Problem to work on |
Where a line of the data holds the word "turquoise", copy that line.

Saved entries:
/---

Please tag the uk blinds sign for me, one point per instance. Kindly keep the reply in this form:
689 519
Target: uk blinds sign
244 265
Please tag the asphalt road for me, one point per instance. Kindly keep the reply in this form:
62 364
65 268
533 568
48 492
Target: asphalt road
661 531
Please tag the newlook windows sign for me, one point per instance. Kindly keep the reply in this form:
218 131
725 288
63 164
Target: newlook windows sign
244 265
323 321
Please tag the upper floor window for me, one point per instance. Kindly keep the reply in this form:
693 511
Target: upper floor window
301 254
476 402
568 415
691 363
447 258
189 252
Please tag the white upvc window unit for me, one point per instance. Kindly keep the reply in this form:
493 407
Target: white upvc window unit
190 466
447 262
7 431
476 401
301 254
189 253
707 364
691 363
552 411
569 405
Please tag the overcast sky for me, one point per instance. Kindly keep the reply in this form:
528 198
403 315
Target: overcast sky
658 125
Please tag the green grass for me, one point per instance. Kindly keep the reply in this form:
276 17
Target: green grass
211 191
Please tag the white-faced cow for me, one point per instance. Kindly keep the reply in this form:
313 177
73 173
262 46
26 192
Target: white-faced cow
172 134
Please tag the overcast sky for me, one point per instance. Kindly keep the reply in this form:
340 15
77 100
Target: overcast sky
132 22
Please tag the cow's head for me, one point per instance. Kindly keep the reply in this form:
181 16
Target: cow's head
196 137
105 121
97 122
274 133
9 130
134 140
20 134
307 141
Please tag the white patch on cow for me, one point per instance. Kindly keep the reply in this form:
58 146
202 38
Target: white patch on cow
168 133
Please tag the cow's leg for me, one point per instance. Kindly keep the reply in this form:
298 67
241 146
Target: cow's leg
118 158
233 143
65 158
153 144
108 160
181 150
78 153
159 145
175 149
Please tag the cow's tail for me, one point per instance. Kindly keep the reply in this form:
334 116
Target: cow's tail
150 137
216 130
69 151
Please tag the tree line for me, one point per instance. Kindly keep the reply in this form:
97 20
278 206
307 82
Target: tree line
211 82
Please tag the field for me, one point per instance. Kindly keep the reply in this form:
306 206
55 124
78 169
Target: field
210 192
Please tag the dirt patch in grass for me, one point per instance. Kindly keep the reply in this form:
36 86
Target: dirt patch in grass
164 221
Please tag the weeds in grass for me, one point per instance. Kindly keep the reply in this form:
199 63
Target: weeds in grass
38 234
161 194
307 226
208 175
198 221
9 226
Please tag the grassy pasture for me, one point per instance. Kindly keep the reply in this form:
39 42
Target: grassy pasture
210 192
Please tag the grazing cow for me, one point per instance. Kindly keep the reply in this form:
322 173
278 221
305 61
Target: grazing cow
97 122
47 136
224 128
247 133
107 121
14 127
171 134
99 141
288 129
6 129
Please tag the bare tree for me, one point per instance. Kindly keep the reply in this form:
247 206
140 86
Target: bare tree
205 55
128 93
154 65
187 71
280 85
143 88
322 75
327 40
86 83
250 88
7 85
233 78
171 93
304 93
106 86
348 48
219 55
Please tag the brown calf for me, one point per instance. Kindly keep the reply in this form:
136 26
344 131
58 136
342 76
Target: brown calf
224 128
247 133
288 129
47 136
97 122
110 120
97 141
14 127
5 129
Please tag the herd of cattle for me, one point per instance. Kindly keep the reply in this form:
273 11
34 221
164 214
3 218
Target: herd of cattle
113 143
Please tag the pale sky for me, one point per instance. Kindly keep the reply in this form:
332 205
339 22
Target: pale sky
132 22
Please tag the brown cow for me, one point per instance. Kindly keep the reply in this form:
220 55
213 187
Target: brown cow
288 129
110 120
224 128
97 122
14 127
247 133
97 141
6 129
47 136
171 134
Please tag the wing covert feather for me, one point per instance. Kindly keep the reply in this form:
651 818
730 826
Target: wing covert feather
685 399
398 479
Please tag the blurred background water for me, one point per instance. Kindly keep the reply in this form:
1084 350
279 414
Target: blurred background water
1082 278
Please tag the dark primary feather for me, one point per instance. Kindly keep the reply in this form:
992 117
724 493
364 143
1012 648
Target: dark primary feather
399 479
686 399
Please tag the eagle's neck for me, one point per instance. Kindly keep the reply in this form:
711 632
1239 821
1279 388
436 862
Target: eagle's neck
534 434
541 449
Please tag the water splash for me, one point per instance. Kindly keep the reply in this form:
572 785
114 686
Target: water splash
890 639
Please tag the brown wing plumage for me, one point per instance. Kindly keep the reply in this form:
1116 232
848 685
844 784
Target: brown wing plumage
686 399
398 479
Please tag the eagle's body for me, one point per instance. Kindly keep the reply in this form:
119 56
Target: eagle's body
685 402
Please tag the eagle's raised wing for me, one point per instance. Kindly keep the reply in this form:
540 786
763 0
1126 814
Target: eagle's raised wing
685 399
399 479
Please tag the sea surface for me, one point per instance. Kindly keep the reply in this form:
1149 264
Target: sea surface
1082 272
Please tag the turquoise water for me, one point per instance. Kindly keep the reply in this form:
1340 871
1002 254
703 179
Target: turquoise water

\---

The answer |
Please tag the turquoise water for me, one point per instance. Kindly keep the reply in this form:
Target: turquoise water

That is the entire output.